Herausforderung A.
Woran ist laut dem Text über die Marktmacht der Unternehmen die Initiative gescheitert, die multinationale Unternehmen in die Pflicht nehmen wollte?
Herausforderung B.
Gib bitte aus dem Text über die Marktmacht der Unternehmen einen Abschnitt wortgetreu wieder. Beginne bei den Worten „Die Marktmacht der“ und höre nach „auf einem Reisfeld.“ auf.

Auszug zum Lesen.
╭──

Die Marktmacht der Unternehmen zeigt sich allein schon durch das Volumen der Produktion, durch den Einfluss auf die Preise und durch die Formulierung von freiwilligen eigenen Standards. Sie werden manchmal so speziell formuliert, dass sie eigentlich Barrieren für den Zutritt zum Markt bedeuten und kleine Produzenten im vorgelagerten Bereich ausschließen. Zudem haben die großen Unternehmen durch ihre Bedeutung als Arbeitgeber von mehreren Zehn- oder Hunderttausend Beschäftigten in vielen Ländern starken Einfluss auf die Gestaltung der sozialen und ökologischen Verhältnisse.

Arbeiter auf einem Reisfeld.

2003 verabschiedete der damalige UN-Unterausschuss zur Förderung und zum Schutz der Menschenrechte ein Set von Normen. Diese Initiative, die die multinationalen Unternehmen
in die Pflicht nehmen wollte, ist am Widerstand der konzernfreundlichen Delegierten in der UN-Menschenrechtskommission gescheitert.

╰──

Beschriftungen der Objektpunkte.
╭──

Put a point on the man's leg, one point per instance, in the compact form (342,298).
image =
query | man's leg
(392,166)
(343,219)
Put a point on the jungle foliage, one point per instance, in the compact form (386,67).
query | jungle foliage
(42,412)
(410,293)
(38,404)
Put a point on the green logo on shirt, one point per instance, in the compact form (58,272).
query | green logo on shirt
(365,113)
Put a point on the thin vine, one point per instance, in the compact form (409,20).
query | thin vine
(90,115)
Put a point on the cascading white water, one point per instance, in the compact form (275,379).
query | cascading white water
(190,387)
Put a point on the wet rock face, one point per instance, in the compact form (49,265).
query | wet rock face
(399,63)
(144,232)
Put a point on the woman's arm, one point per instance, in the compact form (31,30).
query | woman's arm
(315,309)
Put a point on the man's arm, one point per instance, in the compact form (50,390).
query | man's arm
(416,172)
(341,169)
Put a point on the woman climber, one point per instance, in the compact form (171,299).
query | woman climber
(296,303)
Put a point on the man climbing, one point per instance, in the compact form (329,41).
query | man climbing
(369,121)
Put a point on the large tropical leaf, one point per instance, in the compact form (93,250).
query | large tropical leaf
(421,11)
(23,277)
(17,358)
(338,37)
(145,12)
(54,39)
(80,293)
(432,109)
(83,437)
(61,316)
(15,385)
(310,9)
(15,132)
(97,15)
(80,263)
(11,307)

╰──

Schriftliche Antwort A.
Am Widerstand der konzernfreundlichen Delegierten in der UN-Menschenrechtskommission.

Schriftliche Antwort B.
Die Marktmacht der Unternehmen zeigt sich allein schon durch das Volumen der Produktion, durch den Einfluss auf die Preise und durch die Formulierung von freiwilligen eigenen Standards. Sie werden manchmal so speziell formuliert, dass sie eigentlich Barrieren für den Zutritt zum Markt bedeuten und kleine Produzenten im vorgelagerten Bereich ausschließen. Zudem haben die großen Unternehmen durch ihre Bedeutung als Arbeitgeber von mehreren Zehn- oder Hunderttausend Beschäftigten in vielen Ländern starken Einfluss auf die Gestaltung der sozialen und ökologischen Verhältnisse.

Arbeiter auf einem Reisfeld.